- _TEXT BLOCK_
Wednesday, 2 April 2014: 8:30 AM
Pacific Ballroom (Town and Country Resort )
Timothy M. Merlis, McGill University, Montreal, QC, Canada
While global tropical cyclone frequency typically decreases in projections of anthropogenic warming over the next century, the physical mechanism underlying the change in frequency is not clear. The extent to which to the critical factors are thermodynamic (e.g., normalized saturation deficit or potential intensity) or dynamic (e.g., changes in the magnitude of vertical velocity, position of convergence zones, or vertical wind shear) is under active investigation. One approach to address this question is to examine alternative climate change scenarios, which may have different sensitivities in the environmental factors controlling tropical cyclone genesis than those of anthropogenic warming.
Here, I present the results of simulations of the Last Glacial Maximum (LGM) with the tropical cyclone permitting, 50-km horizontal resolution Geophysical Fluid Dynamics Laboratory global atmospheric general circulation model HiRAM. Comprehensive simulations, in which the ensemble-mean sea surface temperature (SST) anomaly from the LGM simulations of the third phase of the Paleoclimate Intermodel Comparison Project, greenhouse gas concentration, and ice sheet orography are simultaneously perturbed, are compared to simulations in which these boundary conditions and forcing are individually perturbed. The global tropical cyclone frequency increases in the LGM simulations, with offsetting changes between ocean basins, but at a weaker rate than the 10% change per degree of tropical temperature change that is typical of future projections.

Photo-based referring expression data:

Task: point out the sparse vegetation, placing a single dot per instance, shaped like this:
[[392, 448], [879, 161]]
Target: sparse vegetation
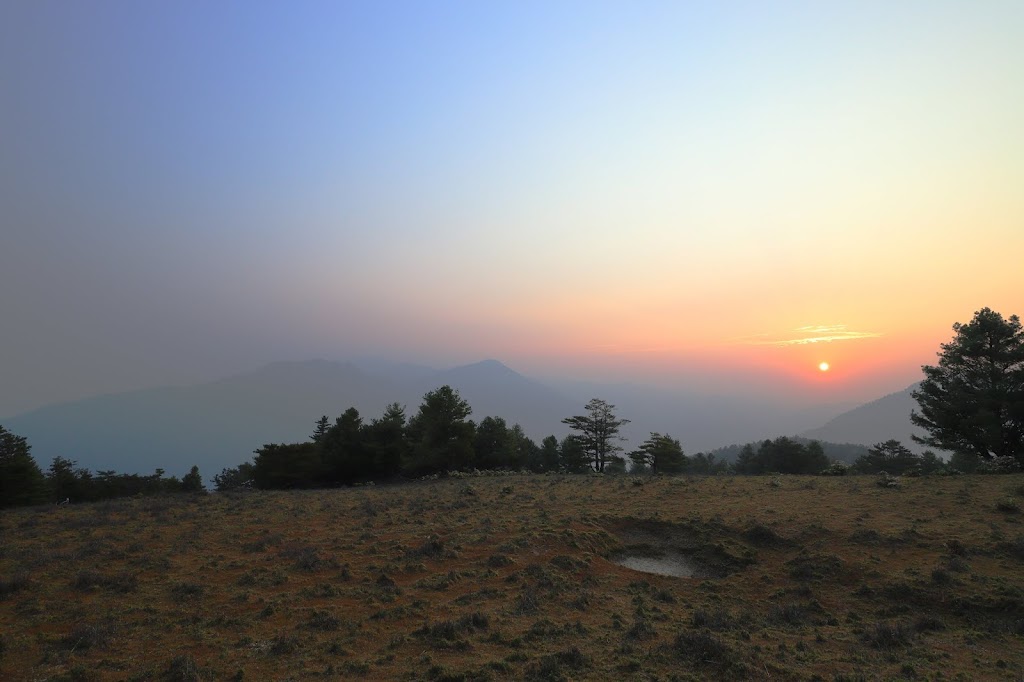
[[834, 581]]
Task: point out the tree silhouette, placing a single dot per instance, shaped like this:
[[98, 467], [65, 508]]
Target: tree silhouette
[[973, 400], [598, 431]]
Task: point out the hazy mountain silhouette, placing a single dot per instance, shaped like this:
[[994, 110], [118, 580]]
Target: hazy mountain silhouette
[[875, 422], [219, 424]]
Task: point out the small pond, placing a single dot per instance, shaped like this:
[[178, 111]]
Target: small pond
[[670, 563]]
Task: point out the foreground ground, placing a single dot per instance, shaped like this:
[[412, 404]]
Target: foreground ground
[[514, 577]]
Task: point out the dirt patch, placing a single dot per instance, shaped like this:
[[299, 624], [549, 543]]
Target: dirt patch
[[680, 550]]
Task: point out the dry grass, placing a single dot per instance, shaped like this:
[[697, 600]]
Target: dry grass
[[510, 578]]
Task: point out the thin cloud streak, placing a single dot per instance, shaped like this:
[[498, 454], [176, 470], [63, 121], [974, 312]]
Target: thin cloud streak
[[812, 334]]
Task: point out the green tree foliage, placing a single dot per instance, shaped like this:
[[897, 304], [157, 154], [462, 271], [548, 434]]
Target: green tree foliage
[[548, 455], [288, 466], [930, 463], [598, 431], [493, 443], [572, 456], [440, 435], [22, 481], [662, 454], [521, 450], [323, 424], [385, 441], [973, 400], [891, 457], [343, 451], [235, 477], [614, 465], [68, 482], [706, 465], [193, 481], [782, 456]]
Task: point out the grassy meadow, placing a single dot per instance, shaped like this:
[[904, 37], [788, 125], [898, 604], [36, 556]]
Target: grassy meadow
[[514, 578]]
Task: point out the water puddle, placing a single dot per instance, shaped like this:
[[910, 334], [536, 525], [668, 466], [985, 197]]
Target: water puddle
[[670, 563], [678, 550]]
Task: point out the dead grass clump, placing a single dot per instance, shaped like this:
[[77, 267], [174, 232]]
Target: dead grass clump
[[284, 644], [889, 635], [1008, 506], [450, 631], [928, 624], [307, 558], [814, 566], [704, 649], [762, 536], [15, 583], [187, 591], [718, 619], [261, 544], [865, 537], [558, 667], [499, 561], [791, 614], [88, 580], [182, 669], [1014, 548], [434, 548], [87, 636], [323, 621]]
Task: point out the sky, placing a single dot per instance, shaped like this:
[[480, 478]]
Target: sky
[[716, 196]]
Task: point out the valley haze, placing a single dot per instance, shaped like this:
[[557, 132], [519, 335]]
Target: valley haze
[[218, 424]]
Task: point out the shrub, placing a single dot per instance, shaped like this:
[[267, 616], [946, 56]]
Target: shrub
[[887, 635], [552, 667], [182, 668], [323, 621], [701, 648], [15, 583], [1008, 506]]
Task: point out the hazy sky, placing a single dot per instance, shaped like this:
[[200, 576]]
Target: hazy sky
[[663, 192]]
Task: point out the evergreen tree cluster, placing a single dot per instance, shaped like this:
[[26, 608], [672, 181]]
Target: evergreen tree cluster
[[23, 482], [893, 458], [783, 456], [439, 437]]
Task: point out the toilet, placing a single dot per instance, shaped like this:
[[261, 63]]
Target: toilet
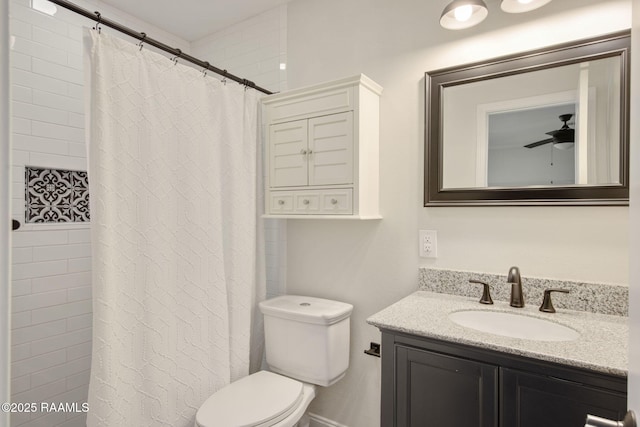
[[307, 345]]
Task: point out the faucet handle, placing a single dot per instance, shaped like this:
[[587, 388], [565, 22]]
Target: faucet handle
[[547, 305], [486, 294]]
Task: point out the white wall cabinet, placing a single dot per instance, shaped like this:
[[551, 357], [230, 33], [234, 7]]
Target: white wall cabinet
[[322, 151]]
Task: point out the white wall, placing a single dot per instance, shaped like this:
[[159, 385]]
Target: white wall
[[254, 49], [51, 270], [372, 264], [634, 214]]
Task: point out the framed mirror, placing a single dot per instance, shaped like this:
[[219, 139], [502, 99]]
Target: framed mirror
[[544, 127]]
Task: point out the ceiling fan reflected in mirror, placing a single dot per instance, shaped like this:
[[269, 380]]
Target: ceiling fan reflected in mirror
[[562, 138]]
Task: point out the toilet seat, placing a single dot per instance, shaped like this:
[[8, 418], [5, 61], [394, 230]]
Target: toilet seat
[[258, 400]]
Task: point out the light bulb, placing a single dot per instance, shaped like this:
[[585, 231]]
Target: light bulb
[[463, 13]]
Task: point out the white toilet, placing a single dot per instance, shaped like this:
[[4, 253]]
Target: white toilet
[[307, 344]]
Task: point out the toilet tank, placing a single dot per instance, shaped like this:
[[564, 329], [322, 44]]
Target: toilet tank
[[307, 338]]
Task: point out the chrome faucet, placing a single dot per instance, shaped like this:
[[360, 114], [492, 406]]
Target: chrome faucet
[[517, 299]]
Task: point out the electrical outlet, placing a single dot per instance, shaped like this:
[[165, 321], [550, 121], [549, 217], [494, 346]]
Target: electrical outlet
[[428, 243]]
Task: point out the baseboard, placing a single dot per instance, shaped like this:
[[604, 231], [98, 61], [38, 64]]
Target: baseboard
[[318, 421]]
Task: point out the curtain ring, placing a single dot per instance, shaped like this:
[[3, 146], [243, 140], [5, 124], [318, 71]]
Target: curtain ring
[[178, 55], [98, 22], [144, 36]]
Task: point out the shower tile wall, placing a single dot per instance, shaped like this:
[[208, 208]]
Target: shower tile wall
[[51, 271], [51, 330]]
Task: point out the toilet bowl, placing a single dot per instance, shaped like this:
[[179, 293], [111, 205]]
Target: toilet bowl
[[307, 344], [263, 399]]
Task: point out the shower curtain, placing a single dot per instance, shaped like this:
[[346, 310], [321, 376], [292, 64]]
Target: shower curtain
[[177, 249]]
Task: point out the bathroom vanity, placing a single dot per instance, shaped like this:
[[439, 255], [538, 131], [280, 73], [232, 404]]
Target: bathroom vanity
[[438, 373]]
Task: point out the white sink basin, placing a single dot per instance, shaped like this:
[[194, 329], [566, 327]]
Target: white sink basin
[[513, 325]]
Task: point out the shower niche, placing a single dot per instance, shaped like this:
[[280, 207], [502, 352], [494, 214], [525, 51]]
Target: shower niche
[[322, 151]]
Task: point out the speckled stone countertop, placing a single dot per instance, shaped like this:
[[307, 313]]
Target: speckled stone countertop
[[602, 345]]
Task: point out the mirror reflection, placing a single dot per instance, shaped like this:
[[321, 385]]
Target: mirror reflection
[[552, 127]]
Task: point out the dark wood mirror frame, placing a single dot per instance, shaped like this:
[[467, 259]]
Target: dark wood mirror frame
[[612, 45]]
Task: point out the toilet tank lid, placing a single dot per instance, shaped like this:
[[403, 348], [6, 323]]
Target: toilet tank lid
[[306, 309]]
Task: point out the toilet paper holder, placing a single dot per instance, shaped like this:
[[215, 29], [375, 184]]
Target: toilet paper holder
[[628, 421]]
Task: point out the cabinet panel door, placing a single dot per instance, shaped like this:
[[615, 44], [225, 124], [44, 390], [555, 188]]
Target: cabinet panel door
[[530, 400], [331, 145], [288, 154], [436, 390]]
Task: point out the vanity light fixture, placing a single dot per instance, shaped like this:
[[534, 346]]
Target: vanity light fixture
[[461, 14], [520, 6]]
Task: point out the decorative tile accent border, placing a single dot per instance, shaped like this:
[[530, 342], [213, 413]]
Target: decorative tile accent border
[[583, 296], [56, 195]]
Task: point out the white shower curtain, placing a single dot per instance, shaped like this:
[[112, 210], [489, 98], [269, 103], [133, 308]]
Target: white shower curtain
[[177, 259]]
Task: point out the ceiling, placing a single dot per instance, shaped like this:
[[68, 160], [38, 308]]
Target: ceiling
[[193, 19]]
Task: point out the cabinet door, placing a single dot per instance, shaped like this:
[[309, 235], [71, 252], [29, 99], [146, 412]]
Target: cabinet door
[[288, 153], [331, 149], [436, 390], [529, 400]]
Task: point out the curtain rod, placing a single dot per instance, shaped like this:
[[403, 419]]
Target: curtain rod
[[96, 16]]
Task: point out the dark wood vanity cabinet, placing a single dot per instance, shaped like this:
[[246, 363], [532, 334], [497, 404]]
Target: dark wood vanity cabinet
[[431, 383]]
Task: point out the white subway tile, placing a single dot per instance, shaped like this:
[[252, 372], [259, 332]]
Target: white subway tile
[[35, 301], [38, 81], [79, 322], [79, 380], [59, 102], [19, 28], [60, 341], [37, 112], [56, 131], [79, 264], [78, 351], [38, 363], [21, 255], [31, 333], [20, 287], [77, 150], [60, 372], [39, 269], [41, 394], [20, 126], [38, 238], [57, 162], [82, 294], [20, 384], [20, 61], [63, 281], [58, 252], [80, 236], [21, 93], [60, 72], [75, 61], [21, 320], [20, 157], [39, 144], [75, 90], [62, 311]]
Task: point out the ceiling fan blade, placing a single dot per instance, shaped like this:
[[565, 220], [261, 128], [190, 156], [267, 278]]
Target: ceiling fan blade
[[538, 143]]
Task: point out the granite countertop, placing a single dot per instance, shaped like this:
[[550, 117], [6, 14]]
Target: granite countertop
[[602, 345]]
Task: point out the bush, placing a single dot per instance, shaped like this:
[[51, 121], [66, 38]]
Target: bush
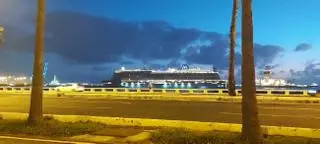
[[182, 136], [50, 127]]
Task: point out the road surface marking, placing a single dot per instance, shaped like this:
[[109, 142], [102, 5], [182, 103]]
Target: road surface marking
[[272, 115], [285, 108], [42, 140]]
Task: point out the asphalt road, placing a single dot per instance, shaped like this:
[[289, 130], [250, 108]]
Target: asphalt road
[[296, 115]]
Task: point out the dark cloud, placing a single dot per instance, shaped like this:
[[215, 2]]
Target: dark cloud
[[84, 44], [311, 73], [100, 68], [303, 47]]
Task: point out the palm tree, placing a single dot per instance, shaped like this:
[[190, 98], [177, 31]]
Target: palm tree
[[250, 122], [36, 113], [1, 35], [231, 81]]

- _YOUR TASKS_
A) Translate this sentence from the tropical cyclone abstract into Spanish: "One approach to address this question is to examine alternative climate change scenarios, which may have different sensitivities in the environmental factors controlling tropical cyclone genesis than those of anthropogenic warming."
B) According to the tropical cyclone abstract, what horizontal resolution does the HiRAM model have?

- _RESPONSES PER TASK_
A) Un enfoque para abordar esta cuestión es examinar escenarios alternativos de cambio climático, que pueden tener sensibilidades diferentes en los factores ambientales que controlan la génesis de ciclones tropicales en comparación con las del calentamiento antropogénico.

B) 50 km.